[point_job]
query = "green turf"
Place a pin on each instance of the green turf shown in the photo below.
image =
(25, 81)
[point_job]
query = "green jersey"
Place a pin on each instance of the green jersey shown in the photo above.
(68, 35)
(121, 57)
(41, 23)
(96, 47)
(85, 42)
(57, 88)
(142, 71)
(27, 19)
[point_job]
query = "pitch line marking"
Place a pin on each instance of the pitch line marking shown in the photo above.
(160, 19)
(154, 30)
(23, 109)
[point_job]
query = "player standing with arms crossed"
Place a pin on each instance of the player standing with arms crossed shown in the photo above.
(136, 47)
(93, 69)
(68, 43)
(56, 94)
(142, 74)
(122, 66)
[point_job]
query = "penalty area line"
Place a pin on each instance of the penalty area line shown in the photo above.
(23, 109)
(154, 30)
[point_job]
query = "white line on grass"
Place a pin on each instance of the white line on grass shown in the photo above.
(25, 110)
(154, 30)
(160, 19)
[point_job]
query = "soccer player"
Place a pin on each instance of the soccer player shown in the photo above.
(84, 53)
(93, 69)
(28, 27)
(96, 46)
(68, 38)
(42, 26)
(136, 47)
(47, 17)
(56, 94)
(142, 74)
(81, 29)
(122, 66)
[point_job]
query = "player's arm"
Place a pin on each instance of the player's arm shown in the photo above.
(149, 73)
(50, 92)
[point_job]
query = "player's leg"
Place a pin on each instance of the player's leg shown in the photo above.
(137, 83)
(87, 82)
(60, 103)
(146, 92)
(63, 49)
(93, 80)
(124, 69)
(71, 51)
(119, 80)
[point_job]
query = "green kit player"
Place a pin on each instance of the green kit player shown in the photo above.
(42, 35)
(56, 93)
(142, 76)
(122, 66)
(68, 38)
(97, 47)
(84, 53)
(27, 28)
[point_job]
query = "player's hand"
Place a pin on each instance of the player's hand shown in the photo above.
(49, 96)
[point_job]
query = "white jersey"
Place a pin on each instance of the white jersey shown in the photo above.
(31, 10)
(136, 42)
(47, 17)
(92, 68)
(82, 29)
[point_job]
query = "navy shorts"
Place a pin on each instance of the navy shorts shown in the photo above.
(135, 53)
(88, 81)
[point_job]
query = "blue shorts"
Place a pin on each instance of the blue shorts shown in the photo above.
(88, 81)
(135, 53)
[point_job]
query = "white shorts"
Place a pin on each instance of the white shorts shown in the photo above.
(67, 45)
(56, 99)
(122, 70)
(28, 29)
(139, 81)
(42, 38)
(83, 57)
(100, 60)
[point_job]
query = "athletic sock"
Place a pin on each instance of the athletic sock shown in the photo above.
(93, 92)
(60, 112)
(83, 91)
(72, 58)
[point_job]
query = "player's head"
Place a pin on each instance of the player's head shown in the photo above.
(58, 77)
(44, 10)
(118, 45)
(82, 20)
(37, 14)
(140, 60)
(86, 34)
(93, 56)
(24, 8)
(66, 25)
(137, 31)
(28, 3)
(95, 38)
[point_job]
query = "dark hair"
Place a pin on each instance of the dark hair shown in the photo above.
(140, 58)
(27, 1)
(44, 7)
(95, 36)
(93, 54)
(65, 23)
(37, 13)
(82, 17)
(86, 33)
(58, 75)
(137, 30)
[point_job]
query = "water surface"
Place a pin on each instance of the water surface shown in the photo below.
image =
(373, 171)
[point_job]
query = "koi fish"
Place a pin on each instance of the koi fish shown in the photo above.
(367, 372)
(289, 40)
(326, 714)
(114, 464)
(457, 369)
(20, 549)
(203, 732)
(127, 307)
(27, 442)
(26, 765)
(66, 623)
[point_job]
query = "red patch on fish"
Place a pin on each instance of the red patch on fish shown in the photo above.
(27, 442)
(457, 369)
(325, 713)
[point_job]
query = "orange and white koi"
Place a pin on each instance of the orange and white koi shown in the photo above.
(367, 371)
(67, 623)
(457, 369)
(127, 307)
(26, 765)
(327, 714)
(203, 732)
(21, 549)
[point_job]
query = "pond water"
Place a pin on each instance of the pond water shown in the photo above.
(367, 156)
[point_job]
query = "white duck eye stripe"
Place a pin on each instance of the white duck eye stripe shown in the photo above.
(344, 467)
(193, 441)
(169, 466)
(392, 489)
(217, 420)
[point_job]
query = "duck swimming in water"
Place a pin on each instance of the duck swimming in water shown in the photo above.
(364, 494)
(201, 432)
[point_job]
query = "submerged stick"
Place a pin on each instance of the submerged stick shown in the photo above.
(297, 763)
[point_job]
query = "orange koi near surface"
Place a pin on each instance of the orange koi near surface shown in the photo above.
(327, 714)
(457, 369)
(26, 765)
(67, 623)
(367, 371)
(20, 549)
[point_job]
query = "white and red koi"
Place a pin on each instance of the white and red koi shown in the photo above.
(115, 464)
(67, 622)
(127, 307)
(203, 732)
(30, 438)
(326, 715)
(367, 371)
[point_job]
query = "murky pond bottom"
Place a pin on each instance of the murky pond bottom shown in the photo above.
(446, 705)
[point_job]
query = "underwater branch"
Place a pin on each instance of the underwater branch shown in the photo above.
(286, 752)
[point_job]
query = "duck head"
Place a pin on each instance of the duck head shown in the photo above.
* * * *
> What this task involves: Your answer must be a single number: how many lines in this listing hold the string "turf"? Please add nothing else.

> Finished task: 2